[start of Records to use]
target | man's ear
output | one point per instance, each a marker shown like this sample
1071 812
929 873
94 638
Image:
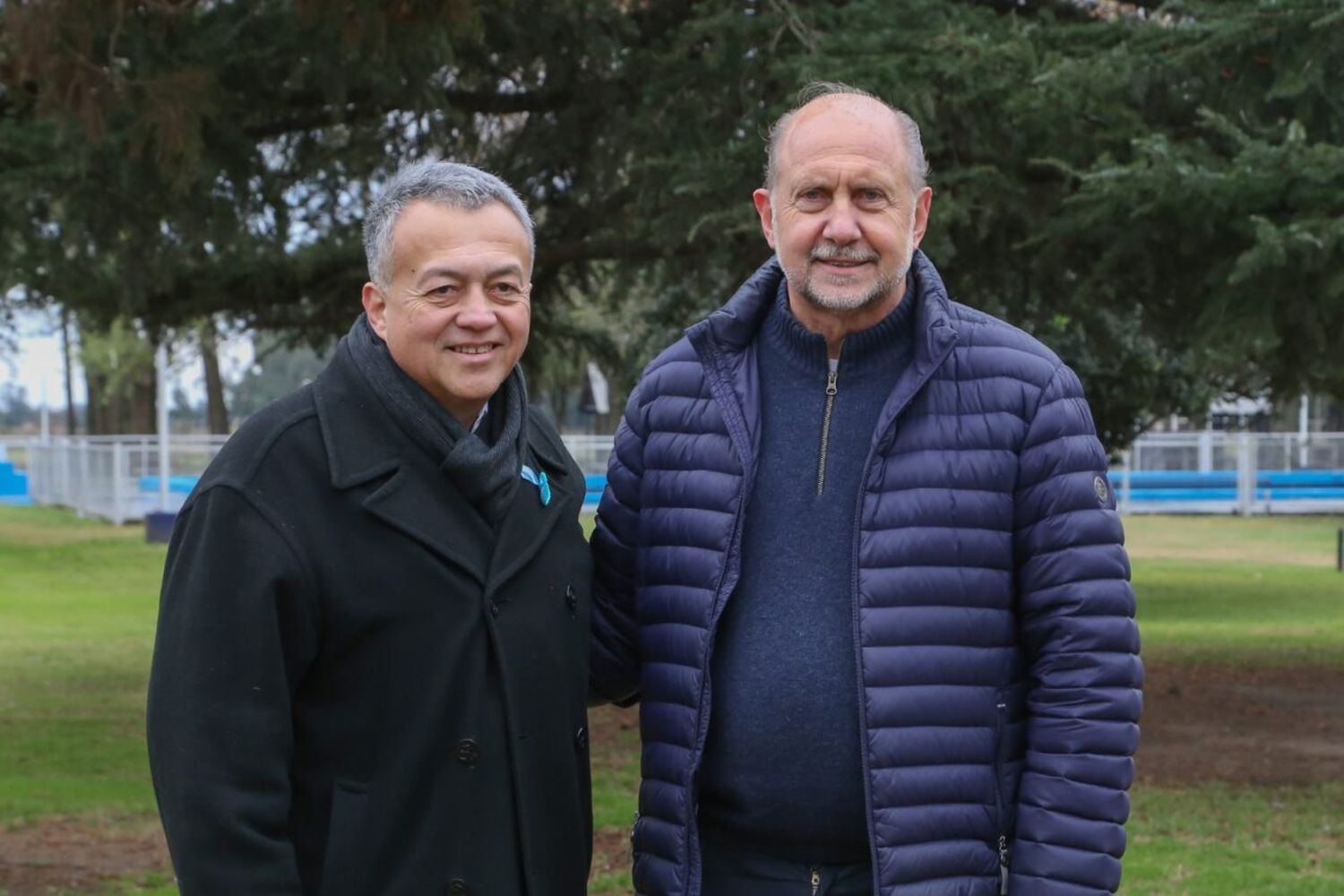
[end of Records to use]
**Aim**
Turn every line of the items above into a numbered list, dropping any blank lines. Leave the pictures out.

**Problem solution**
1. target | man's ear
2. output | one point per instance, each a marker shown like this sample
3. 1071 812
4. 929 873
5. 94 638
6. Image:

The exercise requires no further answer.